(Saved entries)
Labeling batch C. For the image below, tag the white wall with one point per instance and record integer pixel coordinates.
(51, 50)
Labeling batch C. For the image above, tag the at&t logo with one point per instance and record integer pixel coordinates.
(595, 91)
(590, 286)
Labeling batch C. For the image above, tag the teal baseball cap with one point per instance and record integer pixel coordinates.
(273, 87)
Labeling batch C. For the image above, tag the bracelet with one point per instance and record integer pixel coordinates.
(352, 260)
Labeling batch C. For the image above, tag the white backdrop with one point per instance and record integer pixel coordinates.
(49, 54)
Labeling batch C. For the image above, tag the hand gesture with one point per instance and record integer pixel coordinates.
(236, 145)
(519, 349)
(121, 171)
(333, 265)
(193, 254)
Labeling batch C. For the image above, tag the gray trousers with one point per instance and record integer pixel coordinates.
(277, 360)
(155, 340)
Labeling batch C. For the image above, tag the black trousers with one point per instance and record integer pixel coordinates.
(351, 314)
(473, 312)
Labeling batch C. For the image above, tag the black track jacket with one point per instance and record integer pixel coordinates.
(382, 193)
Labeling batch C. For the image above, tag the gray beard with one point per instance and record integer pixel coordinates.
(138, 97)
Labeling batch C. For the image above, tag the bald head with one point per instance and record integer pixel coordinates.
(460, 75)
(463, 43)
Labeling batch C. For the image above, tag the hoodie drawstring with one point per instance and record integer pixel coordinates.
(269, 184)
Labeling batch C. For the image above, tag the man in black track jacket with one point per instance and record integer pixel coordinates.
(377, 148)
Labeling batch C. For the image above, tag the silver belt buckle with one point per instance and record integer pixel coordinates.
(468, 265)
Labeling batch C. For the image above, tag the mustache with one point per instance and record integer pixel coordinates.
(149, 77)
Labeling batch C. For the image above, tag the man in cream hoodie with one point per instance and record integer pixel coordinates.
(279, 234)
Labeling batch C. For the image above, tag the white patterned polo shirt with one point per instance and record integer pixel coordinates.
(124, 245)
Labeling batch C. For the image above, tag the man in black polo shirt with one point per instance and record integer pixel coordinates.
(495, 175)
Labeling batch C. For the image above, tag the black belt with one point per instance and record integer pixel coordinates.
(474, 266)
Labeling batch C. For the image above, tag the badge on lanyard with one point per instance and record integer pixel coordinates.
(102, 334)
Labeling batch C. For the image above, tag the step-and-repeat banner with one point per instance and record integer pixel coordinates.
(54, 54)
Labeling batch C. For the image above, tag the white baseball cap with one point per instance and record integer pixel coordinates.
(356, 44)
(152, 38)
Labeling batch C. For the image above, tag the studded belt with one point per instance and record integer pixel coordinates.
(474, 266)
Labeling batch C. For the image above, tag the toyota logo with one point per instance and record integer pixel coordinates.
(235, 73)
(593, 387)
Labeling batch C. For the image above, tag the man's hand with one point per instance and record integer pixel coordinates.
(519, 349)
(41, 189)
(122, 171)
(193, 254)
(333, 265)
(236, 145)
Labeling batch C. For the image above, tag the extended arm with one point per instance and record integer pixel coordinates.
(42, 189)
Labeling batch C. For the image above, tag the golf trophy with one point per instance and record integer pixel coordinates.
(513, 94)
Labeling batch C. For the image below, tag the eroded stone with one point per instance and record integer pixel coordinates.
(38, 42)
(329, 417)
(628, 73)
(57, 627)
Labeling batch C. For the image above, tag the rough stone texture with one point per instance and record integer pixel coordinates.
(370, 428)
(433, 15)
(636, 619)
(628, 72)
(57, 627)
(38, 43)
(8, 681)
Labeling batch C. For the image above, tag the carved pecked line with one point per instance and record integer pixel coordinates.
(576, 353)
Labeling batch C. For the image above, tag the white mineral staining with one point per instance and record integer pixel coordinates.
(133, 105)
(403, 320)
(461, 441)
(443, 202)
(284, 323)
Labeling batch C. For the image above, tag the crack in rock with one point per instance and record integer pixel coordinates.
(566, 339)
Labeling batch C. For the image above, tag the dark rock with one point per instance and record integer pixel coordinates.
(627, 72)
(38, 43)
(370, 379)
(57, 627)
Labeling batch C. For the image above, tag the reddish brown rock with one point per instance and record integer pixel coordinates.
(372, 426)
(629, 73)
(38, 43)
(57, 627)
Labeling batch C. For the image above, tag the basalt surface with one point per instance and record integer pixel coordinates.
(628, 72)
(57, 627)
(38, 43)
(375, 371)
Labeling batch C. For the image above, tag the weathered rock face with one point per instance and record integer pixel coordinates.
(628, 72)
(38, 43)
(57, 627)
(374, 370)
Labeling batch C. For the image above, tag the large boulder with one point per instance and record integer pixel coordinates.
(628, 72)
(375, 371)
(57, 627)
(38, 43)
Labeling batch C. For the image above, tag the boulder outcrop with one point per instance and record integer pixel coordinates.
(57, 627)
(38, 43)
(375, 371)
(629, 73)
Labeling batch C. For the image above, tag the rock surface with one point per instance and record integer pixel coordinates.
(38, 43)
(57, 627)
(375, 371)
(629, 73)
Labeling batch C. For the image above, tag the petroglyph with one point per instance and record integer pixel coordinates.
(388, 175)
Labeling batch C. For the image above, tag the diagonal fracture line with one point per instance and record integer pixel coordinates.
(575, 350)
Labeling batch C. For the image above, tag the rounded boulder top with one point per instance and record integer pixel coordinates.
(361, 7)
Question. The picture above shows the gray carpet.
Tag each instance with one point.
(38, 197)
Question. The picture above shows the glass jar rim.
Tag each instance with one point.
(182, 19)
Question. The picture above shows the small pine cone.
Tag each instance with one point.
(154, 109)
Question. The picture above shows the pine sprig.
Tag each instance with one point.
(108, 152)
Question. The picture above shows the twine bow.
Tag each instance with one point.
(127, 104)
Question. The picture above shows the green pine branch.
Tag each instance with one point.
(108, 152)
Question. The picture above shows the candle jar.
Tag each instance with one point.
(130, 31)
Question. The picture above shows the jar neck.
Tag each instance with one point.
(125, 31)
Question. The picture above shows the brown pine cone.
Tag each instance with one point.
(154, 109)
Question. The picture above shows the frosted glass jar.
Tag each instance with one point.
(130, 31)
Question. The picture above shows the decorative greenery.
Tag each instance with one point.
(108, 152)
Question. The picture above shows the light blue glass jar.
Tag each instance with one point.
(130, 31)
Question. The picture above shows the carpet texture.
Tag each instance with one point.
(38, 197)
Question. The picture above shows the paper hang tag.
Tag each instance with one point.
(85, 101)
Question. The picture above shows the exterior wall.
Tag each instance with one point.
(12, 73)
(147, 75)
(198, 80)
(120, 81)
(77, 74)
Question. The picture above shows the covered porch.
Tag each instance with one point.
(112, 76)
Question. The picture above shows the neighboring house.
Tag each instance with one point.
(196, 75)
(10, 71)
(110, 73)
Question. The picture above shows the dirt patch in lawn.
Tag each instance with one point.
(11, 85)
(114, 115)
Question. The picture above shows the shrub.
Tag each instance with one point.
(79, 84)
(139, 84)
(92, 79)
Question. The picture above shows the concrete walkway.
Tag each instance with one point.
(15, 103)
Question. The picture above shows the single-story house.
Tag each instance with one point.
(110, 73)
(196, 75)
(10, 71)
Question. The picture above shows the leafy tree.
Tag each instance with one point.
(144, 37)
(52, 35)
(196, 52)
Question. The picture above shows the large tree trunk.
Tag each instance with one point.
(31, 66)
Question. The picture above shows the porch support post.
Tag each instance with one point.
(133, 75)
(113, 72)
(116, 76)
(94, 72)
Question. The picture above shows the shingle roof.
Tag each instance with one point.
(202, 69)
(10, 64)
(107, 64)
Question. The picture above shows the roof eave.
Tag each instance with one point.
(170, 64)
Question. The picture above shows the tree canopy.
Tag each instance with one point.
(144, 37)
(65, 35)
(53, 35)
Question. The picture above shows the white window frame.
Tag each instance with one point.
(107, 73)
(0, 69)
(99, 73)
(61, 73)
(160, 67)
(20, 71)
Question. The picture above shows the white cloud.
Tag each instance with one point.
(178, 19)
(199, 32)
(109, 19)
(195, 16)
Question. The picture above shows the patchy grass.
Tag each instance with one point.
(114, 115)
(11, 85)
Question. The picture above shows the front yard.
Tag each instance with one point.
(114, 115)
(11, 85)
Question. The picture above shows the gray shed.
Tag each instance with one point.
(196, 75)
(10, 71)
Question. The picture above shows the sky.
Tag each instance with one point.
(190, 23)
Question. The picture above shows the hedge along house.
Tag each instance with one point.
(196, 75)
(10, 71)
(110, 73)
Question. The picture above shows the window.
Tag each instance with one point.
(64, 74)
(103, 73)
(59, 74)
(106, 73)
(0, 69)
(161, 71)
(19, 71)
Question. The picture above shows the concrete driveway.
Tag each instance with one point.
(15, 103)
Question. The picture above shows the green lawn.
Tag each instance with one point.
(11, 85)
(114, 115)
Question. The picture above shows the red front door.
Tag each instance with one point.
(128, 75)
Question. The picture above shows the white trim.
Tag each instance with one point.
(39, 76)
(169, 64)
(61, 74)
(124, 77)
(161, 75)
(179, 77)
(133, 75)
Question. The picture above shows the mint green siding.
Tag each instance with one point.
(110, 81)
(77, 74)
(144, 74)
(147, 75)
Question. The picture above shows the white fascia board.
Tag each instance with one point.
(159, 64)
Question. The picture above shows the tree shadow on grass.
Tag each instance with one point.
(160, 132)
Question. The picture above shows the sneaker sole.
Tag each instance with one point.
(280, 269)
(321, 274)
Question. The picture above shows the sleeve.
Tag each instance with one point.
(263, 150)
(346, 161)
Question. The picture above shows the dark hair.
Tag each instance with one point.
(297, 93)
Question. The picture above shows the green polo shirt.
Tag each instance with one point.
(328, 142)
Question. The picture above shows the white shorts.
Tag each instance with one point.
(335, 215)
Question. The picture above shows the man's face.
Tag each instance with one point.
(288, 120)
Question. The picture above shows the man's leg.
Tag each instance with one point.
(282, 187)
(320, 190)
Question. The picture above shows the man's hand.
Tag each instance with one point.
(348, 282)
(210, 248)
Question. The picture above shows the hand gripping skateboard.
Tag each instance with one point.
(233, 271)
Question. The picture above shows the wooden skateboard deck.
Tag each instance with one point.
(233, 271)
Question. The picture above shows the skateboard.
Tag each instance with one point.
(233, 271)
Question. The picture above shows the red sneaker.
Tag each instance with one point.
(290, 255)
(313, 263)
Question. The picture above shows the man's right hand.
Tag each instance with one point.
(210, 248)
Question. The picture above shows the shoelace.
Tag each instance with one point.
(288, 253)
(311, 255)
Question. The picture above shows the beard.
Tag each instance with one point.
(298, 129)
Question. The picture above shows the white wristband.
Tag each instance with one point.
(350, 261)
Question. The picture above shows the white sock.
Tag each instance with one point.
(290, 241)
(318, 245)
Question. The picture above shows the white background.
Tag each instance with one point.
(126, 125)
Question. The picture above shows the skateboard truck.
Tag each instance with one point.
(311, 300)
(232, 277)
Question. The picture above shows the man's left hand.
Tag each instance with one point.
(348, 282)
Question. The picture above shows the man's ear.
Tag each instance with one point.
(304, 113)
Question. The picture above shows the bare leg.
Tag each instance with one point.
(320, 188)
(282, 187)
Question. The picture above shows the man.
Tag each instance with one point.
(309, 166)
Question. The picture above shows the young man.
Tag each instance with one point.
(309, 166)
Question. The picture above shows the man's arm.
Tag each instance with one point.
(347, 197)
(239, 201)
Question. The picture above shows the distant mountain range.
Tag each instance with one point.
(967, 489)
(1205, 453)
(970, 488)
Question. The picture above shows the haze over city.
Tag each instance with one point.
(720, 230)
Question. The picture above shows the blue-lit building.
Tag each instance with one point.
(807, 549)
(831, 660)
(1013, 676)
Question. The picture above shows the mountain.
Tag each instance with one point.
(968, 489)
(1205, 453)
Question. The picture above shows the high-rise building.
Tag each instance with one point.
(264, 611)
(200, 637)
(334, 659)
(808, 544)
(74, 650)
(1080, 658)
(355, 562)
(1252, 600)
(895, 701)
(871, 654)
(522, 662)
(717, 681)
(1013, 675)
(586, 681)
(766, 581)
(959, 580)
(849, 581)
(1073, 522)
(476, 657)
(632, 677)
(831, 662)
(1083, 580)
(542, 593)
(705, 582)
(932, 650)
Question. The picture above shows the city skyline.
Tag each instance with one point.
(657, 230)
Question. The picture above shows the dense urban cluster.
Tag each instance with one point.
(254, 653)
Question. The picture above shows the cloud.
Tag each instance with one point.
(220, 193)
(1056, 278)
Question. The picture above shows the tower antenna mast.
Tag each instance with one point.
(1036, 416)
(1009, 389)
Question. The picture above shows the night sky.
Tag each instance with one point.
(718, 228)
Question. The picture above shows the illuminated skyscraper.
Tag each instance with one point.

◆ **Your assignment**
Copy only this part of the entries above: the line with "Question. The picture above shows the beard.", the line with "Question. The picture above shows the high-rise", and the lines between, all exactly as written.

◆ **Exercise result**
Question. The picture above shows the beard.
Tag each instance with one point.
(298, 129)
Question. The picture above shows the white wristband.
Tag each instance with one point.
(350, 261)
Question. The picture above shows the white sock.
Tag each instance with one point.
(290, 241)
(318, 245)
Question. The picture above shows the white background.
Tag each instance with one point.
(126, 125)
Question. The picture above shows the skateboard truck.
Tag each instance with one point.
(311, 300)
(232, 277)
Question. The picture above shows the man's left hand.
Tag each instance with one point.
(348, 282)
Question. The picture above shows the man's ear.
Tag each instance with one point.
(304, 113)
Question. The picture above shows the bare leg.
Tag each instance with one point.
(320, 188)
(282, 187)
Question. The picture above shows the man.
Tag each instance with one point.
(309, 166)
Question. The picture above shows the young man.
Tag each instance with one point.
(309, 166)
Question. The picture above shows the man's arm.
Tag each instance with one point.
(347, 197)
(239, 201)
Question. The picture above shows the distant mountain range.
Tag each instance with one point.
(967, 489)
(1205, 453)
(970, 488)
Question. The picture above shows the haze over city.
Tag each instance with one point.
(720, 230)
Question. The picture above shows the blue-lit building.
Tag each instance with one point.
(807, 549)
(831, 660)
(1013, 676)
Question. The picture above shows the mountain.
Tag each instance with one point.
(968, 489)
(1205, 453)
Question. The picture above shows the high-rise building.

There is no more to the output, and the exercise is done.